Tim Friede has a superpower – he is immune to snake bite.
A self-taught herpetologist (reptile nerd) and venomous snake collector, he began injecting himself with diluted venom from his collection in case he ever got bitten accidentally. Over the last twenty years he has taken on more than 700 doses of snake venom, each slightly stronger than the last, to boost his immunity. He is still alive despite 856 injections and more than 200 bites!
Amongst the snakes in his collection are eastern brown snakes, inland taipans and tiger snakes. All potentially lethal.
Now researchers from the Columbia University’s spinout Centivax, say Friede’s blood and its antibodies could potentially save lives.
“The donor, for a period of nearly 18 years, had undertaken hundreds of bites and self-immunizations with escalating doses from 16 species of very lethal snakes that would normally a kill a horse,” says first author biotechnologist Dr Jacob Glanville of Centivax.
“What was exciting about the donor was his once-in-a-lifetime unique immune history,” says Glanville. “Not only did he potentially create these broadly neutralizing antibodies, in this case, it could give rise to a broad-spectrum or universal antivenom.”
Building the antivenom included creating a testing panel with 19 of the World Health organisation’s (WHOs) category 1 and 2 deadliest elapid snakes, including coral snakes, cobras, taipans, mambas and kraits. Elapids are a family of mostly-venomous snakes with permanently erect fangs at the front of the mouth.
The team then isolated antibodies from Friede’s blood which were then reacted with the neurotoxins found in the snakes’ venom. Testing the antibodies one by one, they were able to build a cocktail with enough components to “render all the venoms ineffective” says Glanville.
The cocktail contained three major components, including a donor antibody, which protected mice from a lethal dose of whole venom from six of the panel’s snake species, says Glanville. Further strengthening with ‘varespladib’, a known toxin inhibitor, protected against three more species. Adding a second Friede antibody gave protection across the full panel, he adds.
“By the time we reached 3 components, we had a dramatically unparalleled breadth of full protection for 13 of the 19 species and then partial protection for the remaining that we looked at,” says Glanville.
“We were looking down at our list and thought, ‘what’s that fourth agent’? And if we could neutralize that, do we get further protection?” Even without a fourth agent, their results suggest that the three-part cocktail could be effective against many other, if not most, elapid snakes not tested in this study.
“We’re turning the crank now, setting up reagents to go through this iterative process of saying what’s the minimum sufficient cocktail to provide broad protection against venom from the viperids,” says co author Professor Peter Kwong, of Columbia University.
“The final contemplated product would be a single, pan-antivenom cocktail or we potentially would make two: one that is for the elapids and another that is for the viperids because some areas of the world only have one or the other.”
“This is a really cool study,” Dr Timothy Jackson of the Australian Venom Research Unit at the University of Melbourne told Cosmos. “It looks really comprehensive, what they’ve done scientifically, and I applaud them, but we shouldn’t then report it as if it is going to be ‘game-over’ for solving snake-bite.”

========================

Tasks for this exercise:
A. In the antivenom article, do the following statements agree with what it says? (i) The testing panel held 19 of the WHO's category 1 and 2 deadliest elapid snakes. (ii) With three components, the cocktail gave full protection against all 19 species on the panel. (iii) Peter Kwong is a professor at the University of Melbourne. Answer yes or no for each and quote the words of the antivenom article that decide it.
B. Extend the antivenom article with a further paragraph that begins after its last sentence.
Nothing in the entries is needed for this work.

========================

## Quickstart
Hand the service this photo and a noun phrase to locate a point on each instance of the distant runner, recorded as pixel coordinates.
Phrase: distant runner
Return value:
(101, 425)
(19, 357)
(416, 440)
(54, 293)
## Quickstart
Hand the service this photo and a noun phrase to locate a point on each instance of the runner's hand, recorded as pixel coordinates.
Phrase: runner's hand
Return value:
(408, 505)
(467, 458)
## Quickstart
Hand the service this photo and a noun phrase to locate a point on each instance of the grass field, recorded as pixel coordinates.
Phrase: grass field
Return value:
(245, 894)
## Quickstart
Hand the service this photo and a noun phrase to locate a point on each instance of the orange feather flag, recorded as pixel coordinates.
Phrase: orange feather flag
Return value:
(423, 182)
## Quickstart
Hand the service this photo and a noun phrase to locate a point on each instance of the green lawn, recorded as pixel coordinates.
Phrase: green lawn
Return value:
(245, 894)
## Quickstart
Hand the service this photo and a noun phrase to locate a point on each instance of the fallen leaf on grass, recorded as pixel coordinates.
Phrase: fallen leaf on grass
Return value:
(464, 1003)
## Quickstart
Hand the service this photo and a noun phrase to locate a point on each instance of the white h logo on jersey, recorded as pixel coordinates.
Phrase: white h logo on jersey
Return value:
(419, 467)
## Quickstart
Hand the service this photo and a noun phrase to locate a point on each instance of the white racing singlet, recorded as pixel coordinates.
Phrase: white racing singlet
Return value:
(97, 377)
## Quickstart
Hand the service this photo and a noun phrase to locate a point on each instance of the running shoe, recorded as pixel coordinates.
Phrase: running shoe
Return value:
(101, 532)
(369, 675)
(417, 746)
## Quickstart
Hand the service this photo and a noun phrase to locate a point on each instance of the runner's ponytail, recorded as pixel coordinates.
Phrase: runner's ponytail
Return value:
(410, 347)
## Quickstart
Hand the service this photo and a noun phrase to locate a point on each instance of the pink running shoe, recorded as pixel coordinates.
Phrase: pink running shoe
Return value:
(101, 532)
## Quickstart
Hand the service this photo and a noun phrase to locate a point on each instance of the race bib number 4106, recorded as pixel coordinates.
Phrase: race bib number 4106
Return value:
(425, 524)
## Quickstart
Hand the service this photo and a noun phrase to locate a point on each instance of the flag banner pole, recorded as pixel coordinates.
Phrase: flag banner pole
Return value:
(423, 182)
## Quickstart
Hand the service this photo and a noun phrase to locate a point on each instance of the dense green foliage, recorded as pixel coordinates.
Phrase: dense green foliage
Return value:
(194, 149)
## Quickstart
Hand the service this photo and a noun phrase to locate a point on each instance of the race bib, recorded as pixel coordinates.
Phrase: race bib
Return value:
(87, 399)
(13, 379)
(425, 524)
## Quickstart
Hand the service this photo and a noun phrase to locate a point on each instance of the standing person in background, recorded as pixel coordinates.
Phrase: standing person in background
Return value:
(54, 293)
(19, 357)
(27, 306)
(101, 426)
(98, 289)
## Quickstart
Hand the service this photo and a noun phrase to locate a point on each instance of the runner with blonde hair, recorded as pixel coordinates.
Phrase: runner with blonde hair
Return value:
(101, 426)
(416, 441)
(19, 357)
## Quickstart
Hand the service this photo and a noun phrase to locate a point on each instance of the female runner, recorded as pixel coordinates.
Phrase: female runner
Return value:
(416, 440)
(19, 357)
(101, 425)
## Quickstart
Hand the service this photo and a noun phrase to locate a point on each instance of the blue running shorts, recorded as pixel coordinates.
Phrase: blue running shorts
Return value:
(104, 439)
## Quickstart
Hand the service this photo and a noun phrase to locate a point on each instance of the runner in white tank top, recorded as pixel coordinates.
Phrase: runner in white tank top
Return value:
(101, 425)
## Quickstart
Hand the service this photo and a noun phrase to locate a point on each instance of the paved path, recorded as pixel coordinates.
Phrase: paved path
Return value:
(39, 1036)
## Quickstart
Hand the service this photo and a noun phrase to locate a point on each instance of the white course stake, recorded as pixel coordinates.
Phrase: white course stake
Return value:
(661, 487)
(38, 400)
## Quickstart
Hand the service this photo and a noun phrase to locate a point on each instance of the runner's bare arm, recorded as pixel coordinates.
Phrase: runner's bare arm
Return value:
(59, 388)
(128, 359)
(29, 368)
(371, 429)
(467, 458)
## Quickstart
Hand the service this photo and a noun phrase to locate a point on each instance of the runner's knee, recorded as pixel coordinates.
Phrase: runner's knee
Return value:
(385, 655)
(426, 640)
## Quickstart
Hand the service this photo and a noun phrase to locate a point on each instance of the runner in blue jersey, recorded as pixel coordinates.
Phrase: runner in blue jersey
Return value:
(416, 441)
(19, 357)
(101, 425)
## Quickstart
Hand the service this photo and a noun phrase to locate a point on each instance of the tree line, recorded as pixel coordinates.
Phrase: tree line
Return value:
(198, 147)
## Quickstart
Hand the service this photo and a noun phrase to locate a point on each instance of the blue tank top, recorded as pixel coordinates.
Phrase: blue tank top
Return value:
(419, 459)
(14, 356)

========================

Answers provided:
A.
(i) Yes: "creating a testing panel with 19 of the World Health organisation’s (WHOs) category 1 and 2 deadliest elapid snakes"
(ii) No: "full protection for 13 of the 19 species and then partial protection for the remaining that we looked at"
(iii) No: "co author Professor Peter Kwong, of Columbia University"

B.
“There are going to be things that elude these sorts of broad-spectrum products.” Which means you add more, he says.
“These designed cocktails are the way of the future” he adds, not relying on a horse or some other large animal to produce all the right antibodies, but isolating them, amplifying them, growing our own from those we know are effective at making cocktails. So, this is the right approach.”
But there is much more to solving snakebite than drugs, Jackson says. Making an antivenom is the easiest part of the story, not the end of it, he adds.
“We know how to make an antivenom. Australia has had great antivenoms for decades, and we can make better and better ones with sexier methods”
“But a drug is only as good as your capacity to get it into a patient in a timely manner when they need it. “
Jackson and his team have been working in Papua New Guinea. “The problem in PNG has not been the non-existence of a good taipan anti venom. Australia has been making this for several decades, and it works perfectly well against PNG taipans.”
The problem has been the cost. “The PNG government couldn’t afford enough of it. But even more profoundly, the problem has been distribution, because most of PNG’s population lives outside the major urban centres.”
What if somebody gets bitten but is 10 hours away from the nearest hospital because they don’t have a car and there are no roads? Jackson asks. “How are we going to get that drug to them in time to ensure that the venom’s damage is not irreversible? They may end up on a mechanical ventilator, always assuming there is one available.
“As the World Health Organisation describes it, snakebite envenomation is a multifactorial problem,” says Jackson
The researchers plan to approach philanthropic foundations, governments, and pharmaceutical companies about supporting manufacturing and clinical development of the broad-spectrum antivenom. “This is critical, because although there are millions of snake envenomations per year, the majority of those are in the developing world, disproportionately affecting rural communities,” Glanville says.